* **Requirement**
Format the rows as a JSON list of strings, one string per line and no blank lines, starting with the line that contains "Draw the outline of every instance of the brown" and continuing through the end of the rows.

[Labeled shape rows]
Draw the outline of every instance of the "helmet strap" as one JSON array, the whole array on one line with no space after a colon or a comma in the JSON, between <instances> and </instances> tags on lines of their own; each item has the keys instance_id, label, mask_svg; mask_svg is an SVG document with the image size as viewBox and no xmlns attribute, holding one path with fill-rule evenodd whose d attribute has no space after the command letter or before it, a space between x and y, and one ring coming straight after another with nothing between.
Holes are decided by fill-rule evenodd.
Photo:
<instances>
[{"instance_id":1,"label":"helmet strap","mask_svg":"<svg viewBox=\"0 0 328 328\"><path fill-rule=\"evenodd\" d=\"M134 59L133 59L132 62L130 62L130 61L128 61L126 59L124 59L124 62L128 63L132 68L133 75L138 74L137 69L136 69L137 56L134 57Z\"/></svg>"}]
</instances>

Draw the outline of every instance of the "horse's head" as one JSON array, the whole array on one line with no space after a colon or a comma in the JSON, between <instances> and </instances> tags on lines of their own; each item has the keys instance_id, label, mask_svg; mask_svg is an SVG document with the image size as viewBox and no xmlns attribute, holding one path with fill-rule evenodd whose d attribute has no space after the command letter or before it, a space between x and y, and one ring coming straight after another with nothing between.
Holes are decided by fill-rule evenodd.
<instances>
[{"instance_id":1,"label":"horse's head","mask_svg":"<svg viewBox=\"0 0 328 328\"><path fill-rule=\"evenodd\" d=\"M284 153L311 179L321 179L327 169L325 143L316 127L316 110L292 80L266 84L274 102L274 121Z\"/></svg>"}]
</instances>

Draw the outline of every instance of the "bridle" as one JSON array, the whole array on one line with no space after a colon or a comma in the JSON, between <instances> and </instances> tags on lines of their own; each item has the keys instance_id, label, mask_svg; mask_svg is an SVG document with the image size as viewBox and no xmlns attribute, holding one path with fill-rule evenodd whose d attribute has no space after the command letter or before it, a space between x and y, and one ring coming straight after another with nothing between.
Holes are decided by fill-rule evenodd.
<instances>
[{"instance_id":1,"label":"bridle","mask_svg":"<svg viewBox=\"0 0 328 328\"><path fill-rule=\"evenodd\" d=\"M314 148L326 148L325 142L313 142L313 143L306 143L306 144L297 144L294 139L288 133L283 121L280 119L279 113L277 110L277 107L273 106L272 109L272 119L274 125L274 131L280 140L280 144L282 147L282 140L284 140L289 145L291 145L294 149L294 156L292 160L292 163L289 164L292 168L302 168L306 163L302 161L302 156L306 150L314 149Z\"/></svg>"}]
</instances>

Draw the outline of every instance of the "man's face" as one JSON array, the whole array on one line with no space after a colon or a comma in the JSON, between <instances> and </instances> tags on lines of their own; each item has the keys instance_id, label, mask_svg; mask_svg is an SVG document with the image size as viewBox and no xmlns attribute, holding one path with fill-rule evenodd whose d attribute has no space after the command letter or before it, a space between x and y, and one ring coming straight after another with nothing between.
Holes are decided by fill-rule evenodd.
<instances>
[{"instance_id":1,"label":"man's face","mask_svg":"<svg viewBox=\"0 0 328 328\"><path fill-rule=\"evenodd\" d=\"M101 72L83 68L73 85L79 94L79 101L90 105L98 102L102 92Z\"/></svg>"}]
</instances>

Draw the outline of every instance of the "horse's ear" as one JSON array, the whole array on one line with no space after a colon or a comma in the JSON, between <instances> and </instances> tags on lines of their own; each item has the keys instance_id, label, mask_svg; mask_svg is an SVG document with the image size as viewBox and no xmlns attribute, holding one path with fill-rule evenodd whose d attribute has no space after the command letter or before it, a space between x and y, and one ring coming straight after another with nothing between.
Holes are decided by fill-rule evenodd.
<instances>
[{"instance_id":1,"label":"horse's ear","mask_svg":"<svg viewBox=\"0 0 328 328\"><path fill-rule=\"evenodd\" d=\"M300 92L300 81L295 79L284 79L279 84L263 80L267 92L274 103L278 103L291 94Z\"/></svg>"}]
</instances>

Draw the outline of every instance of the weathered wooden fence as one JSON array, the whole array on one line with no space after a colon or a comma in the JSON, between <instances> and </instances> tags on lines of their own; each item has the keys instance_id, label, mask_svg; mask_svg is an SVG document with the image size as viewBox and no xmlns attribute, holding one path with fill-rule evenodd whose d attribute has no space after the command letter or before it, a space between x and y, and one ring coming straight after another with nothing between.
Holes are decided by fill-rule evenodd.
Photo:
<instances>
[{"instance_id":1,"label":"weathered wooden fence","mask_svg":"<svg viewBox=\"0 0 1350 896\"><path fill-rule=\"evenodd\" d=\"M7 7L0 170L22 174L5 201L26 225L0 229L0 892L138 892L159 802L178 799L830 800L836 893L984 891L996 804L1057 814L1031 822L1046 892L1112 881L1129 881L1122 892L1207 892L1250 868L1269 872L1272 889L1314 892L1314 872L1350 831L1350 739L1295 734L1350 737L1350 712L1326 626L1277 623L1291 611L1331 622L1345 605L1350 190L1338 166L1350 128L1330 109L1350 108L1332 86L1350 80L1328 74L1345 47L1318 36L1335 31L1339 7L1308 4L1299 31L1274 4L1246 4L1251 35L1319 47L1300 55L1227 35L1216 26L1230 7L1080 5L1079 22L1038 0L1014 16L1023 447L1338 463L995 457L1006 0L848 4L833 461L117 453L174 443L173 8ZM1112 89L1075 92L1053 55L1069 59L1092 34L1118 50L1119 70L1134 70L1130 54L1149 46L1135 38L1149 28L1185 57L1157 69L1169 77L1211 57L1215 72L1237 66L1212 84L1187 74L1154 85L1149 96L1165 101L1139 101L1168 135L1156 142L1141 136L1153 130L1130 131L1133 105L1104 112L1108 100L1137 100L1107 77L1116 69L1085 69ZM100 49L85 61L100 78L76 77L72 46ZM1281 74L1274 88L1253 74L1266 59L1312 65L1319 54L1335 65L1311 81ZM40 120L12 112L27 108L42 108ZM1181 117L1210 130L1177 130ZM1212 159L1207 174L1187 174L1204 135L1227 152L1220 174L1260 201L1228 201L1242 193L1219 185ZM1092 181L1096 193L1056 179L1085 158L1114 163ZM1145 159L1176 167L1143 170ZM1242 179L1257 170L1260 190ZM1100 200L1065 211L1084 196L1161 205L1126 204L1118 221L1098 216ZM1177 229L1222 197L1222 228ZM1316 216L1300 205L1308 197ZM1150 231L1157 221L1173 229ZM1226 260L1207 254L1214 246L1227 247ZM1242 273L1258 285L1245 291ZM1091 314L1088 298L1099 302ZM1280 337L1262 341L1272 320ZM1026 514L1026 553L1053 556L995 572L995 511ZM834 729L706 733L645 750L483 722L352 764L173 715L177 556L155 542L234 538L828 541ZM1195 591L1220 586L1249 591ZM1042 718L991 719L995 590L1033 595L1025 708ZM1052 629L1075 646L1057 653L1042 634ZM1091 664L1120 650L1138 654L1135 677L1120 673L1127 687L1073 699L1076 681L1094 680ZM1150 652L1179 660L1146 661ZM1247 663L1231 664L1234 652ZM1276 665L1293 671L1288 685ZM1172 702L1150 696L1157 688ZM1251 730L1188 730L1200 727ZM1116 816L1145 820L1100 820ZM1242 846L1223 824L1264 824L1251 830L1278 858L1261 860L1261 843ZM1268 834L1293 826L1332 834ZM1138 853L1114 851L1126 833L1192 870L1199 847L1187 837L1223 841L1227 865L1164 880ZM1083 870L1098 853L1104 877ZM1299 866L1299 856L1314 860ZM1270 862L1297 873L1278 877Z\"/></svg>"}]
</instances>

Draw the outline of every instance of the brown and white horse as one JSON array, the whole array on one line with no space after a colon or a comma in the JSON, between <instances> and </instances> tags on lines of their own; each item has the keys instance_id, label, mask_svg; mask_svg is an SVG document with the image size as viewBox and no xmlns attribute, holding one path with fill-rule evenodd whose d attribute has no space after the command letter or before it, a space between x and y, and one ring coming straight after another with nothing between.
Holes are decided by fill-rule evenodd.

* **Correct response**
[
  "Draw the outline of every instance of the brown and white horse as one JSON array, the whole array on one line with no space after a colon or a comma in the JSON, between <instances> and </instances> tags on lines of their own; each item has the keys instance_id, label, mask_svg; mask_svg is an SVG document with the image size as viewBox and no xmlns attribute, holding one path with fill-rule evenodd whose d attribute has no space after the command letter or before it, a space between x and y, and one ring coming straight after another with nothing between.",
  "Holes are decided by fill-rule evenodd."
]